Task to carry out
From the material below, give the number of lines that hold the string "tree" and nothing further.

*** Opening Stored data ***

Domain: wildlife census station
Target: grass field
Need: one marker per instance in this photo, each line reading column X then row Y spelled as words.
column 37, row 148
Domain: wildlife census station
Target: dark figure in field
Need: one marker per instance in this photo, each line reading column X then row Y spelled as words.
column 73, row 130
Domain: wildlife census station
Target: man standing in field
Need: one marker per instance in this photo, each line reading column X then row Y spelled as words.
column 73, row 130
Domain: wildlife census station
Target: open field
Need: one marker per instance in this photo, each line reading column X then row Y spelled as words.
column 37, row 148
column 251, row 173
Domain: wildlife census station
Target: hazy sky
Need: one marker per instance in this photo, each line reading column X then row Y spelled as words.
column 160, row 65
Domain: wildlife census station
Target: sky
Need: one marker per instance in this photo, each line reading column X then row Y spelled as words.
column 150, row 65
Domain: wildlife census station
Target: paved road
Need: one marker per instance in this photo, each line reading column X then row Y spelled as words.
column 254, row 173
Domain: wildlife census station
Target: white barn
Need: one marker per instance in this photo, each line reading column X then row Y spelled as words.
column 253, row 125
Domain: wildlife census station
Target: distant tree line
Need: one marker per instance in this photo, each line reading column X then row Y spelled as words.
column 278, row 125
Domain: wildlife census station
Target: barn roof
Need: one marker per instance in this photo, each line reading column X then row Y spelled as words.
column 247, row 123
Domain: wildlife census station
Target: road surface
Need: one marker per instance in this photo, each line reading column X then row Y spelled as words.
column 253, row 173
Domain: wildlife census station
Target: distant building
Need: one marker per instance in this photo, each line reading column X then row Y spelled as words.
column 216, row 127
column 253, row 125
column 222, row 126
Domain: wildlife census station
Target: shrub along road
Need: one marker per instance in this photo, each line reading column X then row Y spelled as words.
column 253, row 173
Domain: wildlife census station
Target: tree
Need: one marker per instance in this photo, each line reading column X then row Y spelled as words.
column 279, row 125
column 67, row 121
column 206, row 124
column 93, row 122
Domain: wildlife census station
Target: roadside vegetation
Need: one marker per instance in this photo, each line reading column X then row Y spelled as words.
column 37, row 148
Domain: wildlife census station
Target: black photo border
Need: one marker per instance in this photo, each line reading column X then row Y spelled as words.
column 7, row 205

*** Closing Stored data ***

Task answer
2